▶ _TASK REQUIREMENTS_: Could you print every line of the items below verbatim, leaving out the pictures?

▶ _Coordinate annotation items_:
-- -- --

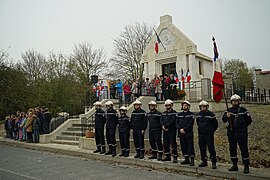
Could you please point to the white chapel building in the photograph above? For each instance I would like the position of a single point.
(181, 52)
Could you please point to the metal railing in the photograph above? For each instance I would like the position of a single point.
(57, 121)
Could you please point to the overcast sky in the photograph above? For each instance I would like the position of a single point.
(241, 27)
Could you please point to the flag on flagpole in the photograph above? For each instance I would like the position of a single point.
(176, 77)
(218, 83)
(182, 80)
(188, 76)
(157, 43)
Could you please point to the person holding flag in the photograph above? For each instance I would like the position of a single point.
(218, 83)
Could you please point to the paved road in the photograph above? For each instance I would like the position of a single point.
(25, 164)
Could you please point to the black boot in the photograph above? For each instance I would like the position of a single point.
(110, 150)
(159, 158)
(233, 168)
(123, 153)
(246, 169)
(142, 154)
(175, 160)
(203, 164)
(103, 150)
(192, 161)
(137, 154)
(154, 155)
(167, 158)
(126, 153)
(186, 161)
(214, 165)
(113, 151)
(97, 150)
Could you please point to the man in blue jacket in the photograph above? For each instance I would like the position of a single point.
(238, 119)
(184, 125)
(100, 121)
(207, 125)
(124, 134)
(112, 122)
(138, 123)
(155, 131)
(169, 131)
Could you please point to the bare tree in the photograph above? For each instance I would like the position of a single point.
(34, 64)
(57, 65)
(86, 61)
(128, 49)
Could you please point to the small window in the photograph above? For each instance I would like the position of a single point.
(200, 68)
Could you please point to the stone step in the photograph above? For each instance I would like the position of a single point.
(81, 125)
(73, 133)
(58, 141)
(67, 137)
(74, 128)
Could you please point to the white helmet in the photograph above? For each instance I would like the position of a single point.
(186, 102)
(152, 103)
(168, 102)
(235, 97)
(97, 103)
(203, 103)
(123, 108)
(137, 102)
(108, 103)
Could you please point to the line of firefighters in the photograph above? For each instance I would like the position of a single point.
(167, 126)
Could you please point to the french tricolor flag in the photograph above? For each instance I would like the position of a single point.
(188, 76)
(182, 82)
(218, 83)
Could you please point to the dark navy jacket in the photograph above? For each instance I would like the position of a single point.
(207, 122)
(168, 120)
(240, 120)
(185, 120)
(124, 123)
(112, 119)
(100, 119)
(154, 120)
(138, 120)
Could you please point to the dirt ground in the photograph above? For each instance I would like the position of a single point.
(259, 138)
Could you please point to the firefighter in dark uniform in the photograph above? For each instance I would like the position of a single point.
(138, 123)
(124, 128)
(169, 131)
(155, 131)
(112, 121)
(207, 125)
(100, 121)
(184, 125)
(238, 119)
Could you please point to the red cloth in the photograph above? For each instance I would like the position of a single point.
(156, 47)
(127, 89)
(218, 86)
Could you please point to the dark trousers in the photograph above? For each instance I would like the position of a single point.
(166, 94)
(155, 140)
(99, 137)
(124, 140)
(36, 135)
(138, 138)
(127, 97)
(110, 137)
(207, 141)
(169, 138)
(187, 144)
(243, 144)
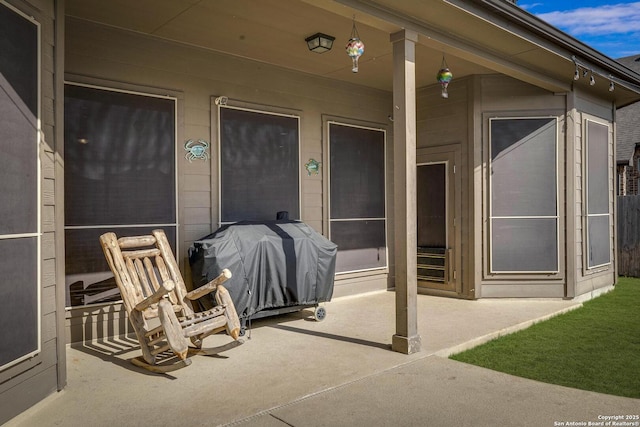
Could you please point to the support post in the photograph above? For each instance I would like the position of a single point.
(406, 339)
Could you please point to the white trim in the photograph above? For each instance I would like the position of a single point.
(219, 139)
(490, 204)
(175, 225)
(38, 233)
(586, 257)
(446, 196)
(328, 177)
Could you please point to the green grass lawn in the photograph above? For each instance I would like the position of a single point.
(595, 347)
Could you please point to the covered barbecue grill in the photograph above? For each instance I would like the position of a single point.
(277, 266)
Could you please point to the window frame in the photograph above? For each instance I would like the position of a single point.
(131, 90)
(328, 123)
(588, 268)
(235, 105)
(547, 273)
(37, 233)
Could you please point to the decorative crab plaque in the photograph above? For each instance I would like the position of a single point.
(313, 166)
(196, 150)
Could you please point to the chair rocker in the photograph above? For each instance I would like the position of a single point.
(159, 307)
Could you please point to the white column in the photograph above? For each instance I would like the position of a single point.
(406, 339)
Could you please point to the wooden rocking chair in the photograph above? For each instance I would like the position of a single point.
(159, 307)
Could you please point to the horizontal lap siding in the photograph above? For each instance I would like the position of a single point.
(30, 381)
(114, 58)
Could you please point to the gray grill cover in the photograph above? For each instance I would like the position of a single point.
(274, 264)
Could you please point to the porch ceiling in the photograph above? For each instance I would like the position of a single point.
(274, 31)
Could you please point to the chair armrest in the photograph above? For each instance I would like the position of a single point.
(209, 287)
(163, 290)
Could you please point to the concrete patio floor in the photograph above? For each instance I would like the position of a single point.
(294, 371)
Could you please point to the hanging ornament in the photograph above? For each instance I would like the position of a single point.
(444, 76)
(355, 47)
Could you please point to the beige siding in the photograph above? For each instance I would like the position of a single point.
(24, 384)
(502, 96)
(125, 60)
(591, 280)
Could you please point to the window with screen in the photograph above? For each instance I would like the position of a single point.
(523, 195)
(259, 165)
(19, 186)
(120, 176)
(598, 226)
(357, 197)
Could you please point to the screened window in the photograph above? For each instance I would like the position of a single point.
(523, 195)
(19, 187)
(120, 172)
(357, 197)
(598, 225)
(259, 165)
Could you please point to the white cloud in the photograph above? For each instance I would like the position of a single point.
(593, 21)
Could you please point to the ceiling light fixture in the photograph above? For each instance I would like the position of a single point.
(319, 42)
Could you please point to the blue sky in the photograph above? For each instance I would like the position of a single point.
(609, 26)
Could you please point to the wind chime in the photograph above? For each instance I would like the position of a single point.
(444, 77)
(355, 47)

-- -- --

▶ _FULL ANSWER_:
Could you please point to the white chapel building in the photograph above? For each instance I would like the position of a single point.
(181, 52)
Could you please point to the metal railing in the photograph above? For each instance I would like the position of a single point.
(57, 121)
Could you please point to the overcast sky in the photograph above? For each instance I would like the position of a single point.
(241, 27)
Could you please point to the flag on flagpole in the photograph above? For each instance I would like the position of a single point.
(176, 77)
(218, 83)
(182, 80)
(188, 76)
(157, 43)
Could you please point to the person holding flag in the photograph above? For each instance I would like the position of a single point.
(218, 83)
Could you please point to the paved road in the photograph above? For each instance I would like the position of a single point.
(25, 164)
Could you please point to the black boot in the photograph above? For each instance I would like the position of a single point.
(110, 150)
(159, 158)
(233, 168)
(123, 153)
(246, 169)
(142, 154)
(175, 160)
(203, 164)
(103, 150)
(192, 161)
(137, 154)
(154, 155)
(167, 158)
(126, 153)
(186, 161)
(214, 165)
(113, 151)
(97, 150)
Could you please point to the man in blue jacket in the photograph above? For each instance I would like the position of a single point.
(238, 119)
(184, 125)
(100, 121)
(207, 125)
(124, 134)
(112, 122)
(138, 123)
(155, 131)
(169, 131)
Could you please point to the bare tree in the photograph above? For each instance I would like the position of a single point.
(34, 64)
(57, 65)
(86, 61)
(128, 49)
Could you please point to the small window in the photograph above? For each instance I would like the position of a single point.
(200, 68)
Could you please point to the stone step in the photograph above? For each instance I would like the position of a single point.
(81, 125)
(73, 133)
(58, 141)
(67, 137)
(74, 128)
Could you please point to the white helmet in the photograph above? For each instance I would like the position of a single point.
(186, 102)
(152, 103)
(168, 102)
(235, 97)
(97, 103)
(203, 103)
(123, 108)
(137, 102)
(108, 103)
Could you please point to the line of firefighters in the photograph above? For each instance I would like the position of a single point.
(167, 126)
Could you please point to the french tricolor flag in the photograph above? For each instance I would like the position of a single point.
(188, 76)
(182, 82)
(218, 83)
Could you please point to the dark navy jacket in the photograph above? For each instance I would like the position of a single point.
(207, 122)
(168, 120)
(240, 120)
(185, 120)
(124, 123)
(112, 119)
(100, 119)
(154, 120)
(138, 120)
Could you please point to the dirt ground in the photograph above? For each instance I would like the position of a single point.
(259, 138)
Could you please point to the firefighter in dark uniform in the photograph above? For each instance I would like the position of a single point.
(138, 123)
(124, 128)
(169, 131)
(155, 131)
(112, 121)
(207, 125)
(100, 121)
(184, 125)
(238, 119)
Could you please point to the red cloth in the photograph above? For each instance I would like the position of a single point.
(156, 47)
(127, 89)
(218, 86)
Could you please point to the dark trousers in the photograph above? For each instance I would like the position of a single point.
(166, 94)
(155, 140)
(99, 137)
(124, 140)
(36, 135)
(138, 138)
(127, 97)
(110, 137)
(207, 141)
(169, 138)
(187, 144)
(243, 144)
Could you please point to the support post in the photograph above? For each instance I would like the position of a single point.
(406, 339)
Could you please point to the white trim in the photograph above? For each instance I would like the position of a single point.
(219, 139)
(490, 204)
(175, 225)
(38, 233)
(586, 257)
(446, 196)
(328, 177)
Could you please point to the green grass lawn in the photograph above? For each instance I would like the position of a single point.
(595, 347)
Could you please point to the covered barbecue grill in the photograph above? For each instance I would like the position of a single point.
(277, 266)
Could you please point to the window frame in the photograph above? For each instance I would like the position of a single point.
(131, 90)
(328, 123)
(588, 268)
(235, 105)
(547, 273)
(37, 233)
Could you please point to the decorative crab plaque in the photograph above? For each instance I would like the position of a single point.
(313, 166)
(196, 150)
Could you please point to the chair rocker in the photograph above? For each instance I would like the position of a single point.
(159, 307)
Could you please point to the white column in the photograph above? For each instance I would like the position of a single point.
(406, 339)
Could you please point to the wooden rocking chair in the photograph above? For each instance I would like the position of a single point.
(159, 307)
Could you please point to the horizontal lap siding in the photograph above? For each instance I would like the position of a single point.
(30, 381)
(114, 58)
Could you please point to the gray grill cover in the photograph above? For each instance I would like the position of a single point.
(274, 264)
Could you please point to the porch ceiling in the photograph above? For each instance I would like the position of a single point.
(274, 31)
Could you please point to the chair armrest in the photograph above? For each instance I would like the position of a single point.
(209, 287)
(163, 290)
Could you please point to the concrete patio floor in the photograph above? For each instance I would like the position of a single point.
(294, 371)
Could you please point to the hanging ornament in the photograph above? For each instance I would like the position of a single point.
(444, 76)
(355, 47)
Could you please point to the beige siding in the photograph above? For each instance I would like the position of a single point.
(24, 384)
(502, 96)
(125, 60)
(591, 280)
Could you please point to the window with screen in the photograph above? For each instance I would like the position of a single point.
(523, 195)
(259, 165)
(19, 186)
(120, 176)
(598, 226)
(357, 197)
Could you please point to the screened window in the photograph above? For each instance I would like the position of a single point.
(523, 195)
(19, 187)
(120, 172)
(357, 197)
(598, 225)
(259, 165)
Could you please point to the white cloud in the photograph above? For each instance I would like the position of a single point.
(593, 21)
Could you please point to the ceiling light fixture in the photograph above? For each instance I would like the position of a single point.
(319, 42)
Could you please point to the blue sky in the photograph above? For each instance I would like the position of a single point.
(609, 26)
Could you please point to the wind chime in the photograph above? For each instance I would like the position of a single point.
(444, 77)
(355, 47)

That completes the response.